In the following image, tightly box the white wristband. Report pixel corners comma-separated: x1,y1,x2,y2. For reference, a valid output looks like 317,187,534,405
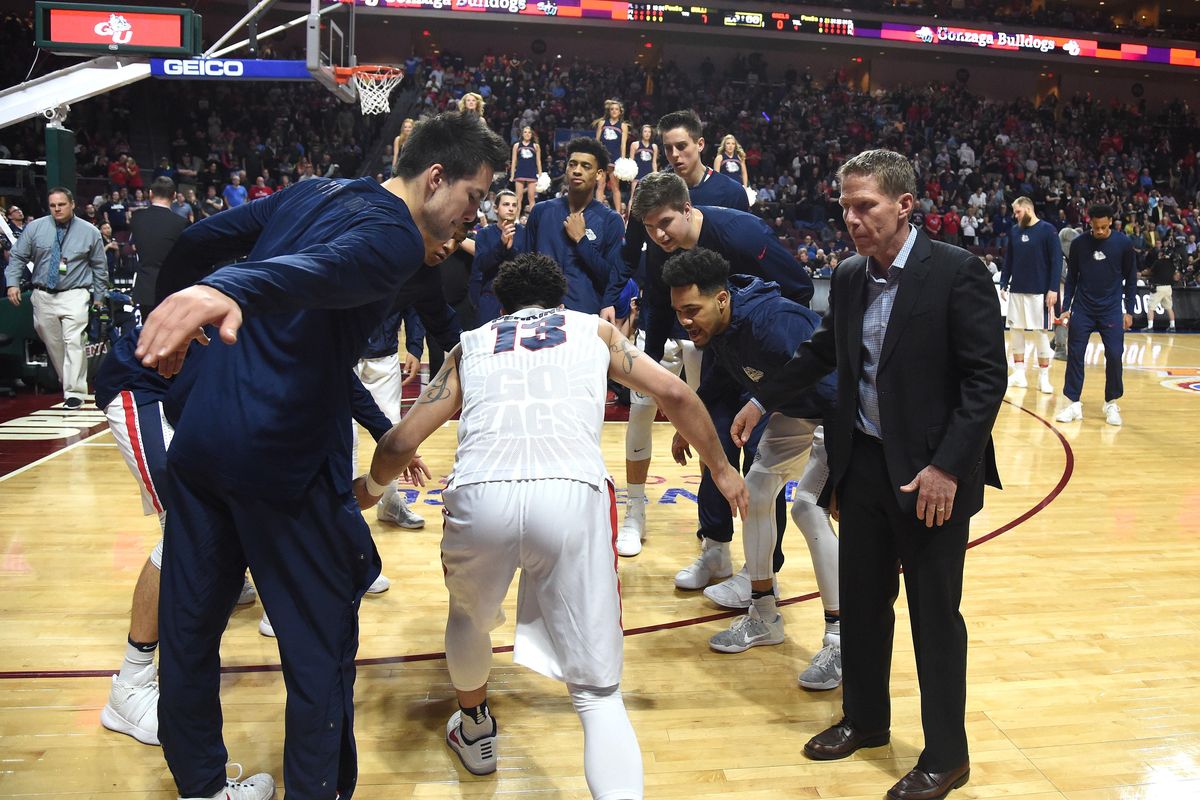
364,472,388,497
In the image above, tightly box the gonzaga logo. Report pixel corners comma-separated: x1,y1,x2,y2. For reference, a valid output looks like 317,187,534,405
94,13,133,45
915,26,935,43
455,0,528,11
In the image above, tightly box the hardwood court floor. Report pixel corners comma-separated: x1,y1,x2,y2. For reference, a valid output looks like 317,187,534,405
1,331,1199,799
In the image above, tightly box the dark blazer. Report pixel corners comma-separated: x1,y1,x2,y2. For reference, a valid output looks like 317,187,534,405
758,229,1007,518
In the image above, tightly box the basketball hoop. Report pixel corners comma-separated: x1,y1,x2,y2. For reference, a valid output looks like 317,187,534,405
334,65,404,115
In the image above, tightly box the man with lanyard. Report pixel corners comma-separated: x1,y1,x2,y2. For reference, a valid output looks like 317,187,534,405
5,187,108,409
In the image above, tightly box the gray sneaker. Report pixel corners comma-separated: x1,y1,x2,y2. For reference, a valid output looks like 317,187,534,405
377,490,425,529
708,606,785,653
798,640,842,690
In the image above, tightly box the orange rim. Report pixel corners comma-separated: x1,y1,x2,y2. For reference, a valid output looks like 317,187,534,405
332,65,403,85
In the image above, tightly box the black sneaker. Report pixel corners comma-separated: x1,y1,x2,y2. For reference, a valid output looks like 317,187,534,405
63,397,83,409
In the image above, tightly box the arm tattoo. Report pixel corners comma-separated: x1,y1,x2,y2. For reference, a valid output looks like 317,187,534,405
418,365,454,404
610,338,640,374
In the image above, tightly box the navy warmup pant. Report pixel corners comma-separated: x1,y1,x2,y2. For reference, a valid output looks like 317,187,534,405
159,459,381,800
696,352,788,573
1063,308,1124,403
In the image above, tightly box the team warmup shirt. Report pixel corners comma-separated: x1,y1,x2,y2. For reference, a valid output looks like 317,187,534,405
450,307,610,490
1001,219,1063,294
518,197,624,314
1063,230,1138,317
164,177,425,496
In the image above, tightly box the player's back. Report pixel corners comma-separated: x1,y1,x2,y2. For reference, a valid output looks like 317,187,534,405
452,307,609,489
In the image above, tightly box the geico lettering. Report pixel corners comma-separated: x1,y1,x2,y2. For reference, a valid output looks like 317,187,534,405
163,59,245,77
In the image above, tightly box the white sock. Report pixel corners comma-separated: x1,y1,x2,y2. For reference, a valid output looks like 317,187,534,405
459,701,494,741
569,684,643,800
119,640,156,684
823,613,841,646
627,483,646,505
752,592,779,622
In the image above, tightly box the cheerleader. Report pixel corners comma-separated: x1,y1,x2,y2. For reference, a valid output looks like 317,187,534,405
594,99,629,212
713,134,749,188
510,125,542,219
629,123,658,198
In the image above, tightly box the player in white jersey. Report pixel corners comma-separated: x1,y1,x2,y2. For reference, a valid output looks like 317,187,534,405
357,253,748,799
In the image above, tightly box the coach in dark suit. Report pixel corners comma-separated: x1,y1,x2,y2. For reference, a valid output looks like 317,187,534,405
736,149,1006,800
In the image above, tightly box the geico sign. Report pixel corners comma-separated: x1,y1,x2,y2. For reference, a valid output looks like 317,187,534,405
163,59,244,77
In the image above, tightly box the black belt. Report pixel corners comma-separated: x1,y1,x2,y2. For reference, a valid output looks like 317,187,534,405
33,284,82,294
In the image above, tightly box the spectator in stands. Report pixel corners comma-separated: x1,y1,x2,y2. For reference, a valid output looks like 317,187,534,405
247,176,273,202
222,174,248,208
99,222,121,277
170,192,194,223
102,190,130,233
200,186,225,218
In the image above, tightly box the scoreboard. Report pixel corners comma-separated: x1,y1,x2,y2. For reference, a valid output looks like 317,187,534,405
626,4,854,37
34,2,203,57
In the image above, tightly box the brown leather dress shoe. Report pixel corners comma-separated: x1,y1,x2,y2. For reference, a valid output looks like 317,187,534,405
886,762,970,800
802,719,890,760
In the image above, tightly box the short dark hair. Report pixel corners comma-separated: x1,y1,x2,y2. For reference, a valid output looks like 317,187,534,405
837,149,917,200
394,112,509,182
660,247,729,295
150,176,175,200
566,136,609,172
629,171,689,220
47,186,74,204
1088,203,1115,220
657,109,703,142
493,253,567,312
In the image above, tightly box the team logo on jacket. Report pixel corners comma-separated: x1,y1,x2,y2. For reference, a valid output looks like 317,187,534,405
743,366,764,382
1093,250,1107,261
1021,234,1030,242
585,228,597,241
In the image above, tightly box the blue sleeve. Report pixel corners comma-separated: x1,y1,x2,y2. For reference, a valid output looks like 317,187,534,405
396,266,462,351
728,181,751,212
1063,241,1080,312
403,307,424,359
514,206,539,254
727,219,813,306
575,211,625,290
350,373,393,443
754,305,818,363
200,216,423,316
157,189,287,298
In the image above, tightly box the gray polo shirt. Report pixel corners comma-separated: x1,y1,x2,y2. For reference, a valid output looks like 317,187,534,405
5,214,108,303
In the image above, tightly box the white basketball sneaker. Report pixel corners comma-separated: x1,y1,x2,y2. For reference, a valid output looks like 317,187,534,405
616,498,647,557
674,539,733,590
179,764,275,800
367,573,391,593
258,613,275,638
1103,401,1123,427
1038,370,1054,394
1007,369,1028,388
446,710,498,775
376,489,425,529
1055,401,1083,423
101,672,160,745
703,565,780,609
797,639,843,690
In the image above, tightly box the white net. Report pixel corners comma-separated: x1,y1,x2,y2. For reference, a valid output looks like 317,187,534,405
352,67,403,115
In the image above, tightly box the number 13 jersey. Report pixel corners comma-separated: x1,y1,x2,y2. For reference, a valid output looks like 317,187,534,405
451,307,611,489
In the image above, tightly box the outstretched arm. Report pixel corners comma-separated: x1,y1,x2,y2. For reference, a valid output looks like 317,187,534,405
355,344,463,508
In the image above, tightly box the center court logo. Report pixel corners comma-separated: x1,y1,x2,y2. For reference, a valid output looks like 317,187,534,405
94,13,133,45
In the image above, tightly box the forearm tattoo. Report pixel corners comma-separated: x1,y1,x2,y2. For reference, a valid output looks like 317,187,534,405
418,365,454,404
610,338,640,374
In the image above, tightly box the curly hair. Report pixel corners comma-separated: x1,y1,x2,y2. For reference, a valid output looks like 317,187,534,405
660,247,730,296
566,136,610,173
493,253,567,313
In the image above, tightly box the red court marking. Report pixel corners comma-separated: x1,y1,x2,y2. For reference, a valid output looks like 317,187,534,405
0,400,1072,680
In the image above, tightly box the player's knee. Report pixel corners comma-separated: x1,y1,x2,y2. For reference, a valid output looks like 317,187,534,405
790,497,831,536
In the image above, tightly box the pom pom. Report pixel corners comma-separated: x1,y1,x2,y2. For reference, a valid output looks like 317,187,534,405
614,157,639,182
745,186,757,206
535,171,551,193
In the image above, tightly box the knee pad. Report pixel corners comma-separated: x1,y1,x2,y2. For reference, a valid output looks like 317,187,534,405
625,402,657,460
150,536,164,570
1010,329,1026,358
1034,330,1053,360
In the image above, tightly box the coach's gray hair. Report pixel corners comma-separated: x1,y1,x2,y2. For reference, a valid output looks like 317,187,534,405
836,149,917,200
629,171,689,220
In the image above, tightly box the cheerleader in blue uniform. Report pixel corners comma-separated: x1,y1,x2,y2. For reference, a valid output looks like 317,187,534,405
629,123,658,197
509,125,542,219
594,99,629,213
714,134,749,188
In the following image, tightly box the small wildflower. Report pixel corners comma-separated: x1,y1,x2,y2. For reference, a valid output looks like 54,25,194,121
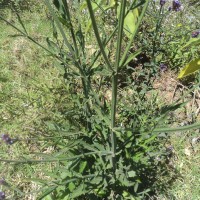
172,0,181,11
160,63,168,72
166,145,174,152
160,0,166,6
168,6,172,11
1,134,14,145
191,30,200,38
0,178,7,186
0,191,5,200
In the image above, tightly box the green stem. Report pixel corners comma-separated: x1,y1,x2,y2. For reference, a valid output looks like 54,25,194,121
152,6,165,61
62,0,79,58
0,16,55,56
86,0,113,72
111,0,126,180
44,0,75,57
119,0,149,69
89,0,138,70
0,151,112,164
153,122,200,133
113,121,200,134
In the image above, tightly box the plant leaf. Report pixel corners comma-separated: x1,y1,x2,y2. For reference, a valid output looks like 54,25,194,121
124,8,139,39
153,121,200,133
79,161,87,173
178,58,200,78
37,186,57,200
181,37,200,50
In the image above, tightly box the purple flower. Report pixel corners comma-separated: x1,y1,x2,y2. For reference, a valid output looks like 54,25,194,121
160,0,166,6
0,191,5,200
1,134,14,145
172,0,181,11
160,63,168,72
0,179,8,186
168,6,172,11
191,30,200,38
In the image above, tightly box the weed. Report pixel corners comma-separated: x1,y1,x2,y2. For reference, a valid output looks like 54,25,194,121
0,0,200,199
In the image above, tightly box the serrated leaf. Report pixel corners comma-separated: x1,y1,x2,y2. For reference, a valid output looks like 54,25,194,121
178,58,200,78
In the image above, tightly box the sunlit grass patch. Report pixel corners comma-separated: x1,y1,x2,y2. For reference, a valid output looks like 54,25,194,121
0,9,69,199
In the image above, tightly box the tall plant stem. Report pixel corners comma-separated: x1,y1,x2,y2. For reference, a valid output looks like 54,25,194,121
119,0,149,69
44,0,75,57
62,0,79,58
152,6,165,61
89,0,139,70
111,0,126,180
86,0,113,72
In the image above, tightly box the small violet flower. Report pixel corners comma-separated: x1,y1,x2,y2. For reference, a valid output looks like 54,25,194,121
0,178,8,186
160,63,168,72
172,0,181,11
0,191,5,200
191,30,200,38
1,134,14,145
160,0,166,6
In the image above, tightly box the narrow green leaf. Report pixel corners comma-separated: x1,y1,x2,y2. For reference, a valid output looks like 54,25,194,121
178,58,200,78
46,38,59,53
153,122,200,133
14,10,28,34
118,7,139,39
119,0,150,69
37,186,57,200
79,161,87,173
70,183,85,198
134,182,139,193
181,37,200,50
123,48,142,67
86,0,113,72
44,0,74,56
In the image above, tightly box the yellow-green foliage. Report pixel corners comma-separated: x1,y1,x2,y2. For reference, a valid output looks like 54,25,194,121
178,58,200,78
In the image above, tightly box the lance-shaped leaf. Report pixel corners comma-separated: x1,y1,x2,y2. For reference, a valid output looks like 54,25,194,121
178,58,200,78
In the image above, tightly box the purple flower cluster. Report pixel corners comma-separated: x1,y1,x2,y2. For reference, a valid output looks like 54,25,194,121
1,134,14,145
172,0,181,11
191,30,200,38
0,191,5,200
161,0,181,12
0,178,7,186
160,63,168,72
160,0,166,6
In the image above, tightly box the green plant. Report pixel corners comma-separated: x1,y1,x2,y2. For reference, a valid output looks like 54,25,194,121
1,0,200,199
135,0,200,73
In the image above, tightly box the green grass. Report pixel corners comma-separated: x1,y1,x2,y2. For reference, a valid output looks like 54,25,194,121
0,9,71,199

_AIM OF THE EXERCISE_
Output exactly the lines from the one containing "In the image above, tightly box the green grass." through the last line of the records, both included. Output nothing else.

_TASK ANSWER_
In the image above, tightly box the green grass. Report pixel corners comma-separated: x1,y1,x2,y2. For reference, a valid output looks like 54,25,194,121
0,9,71,199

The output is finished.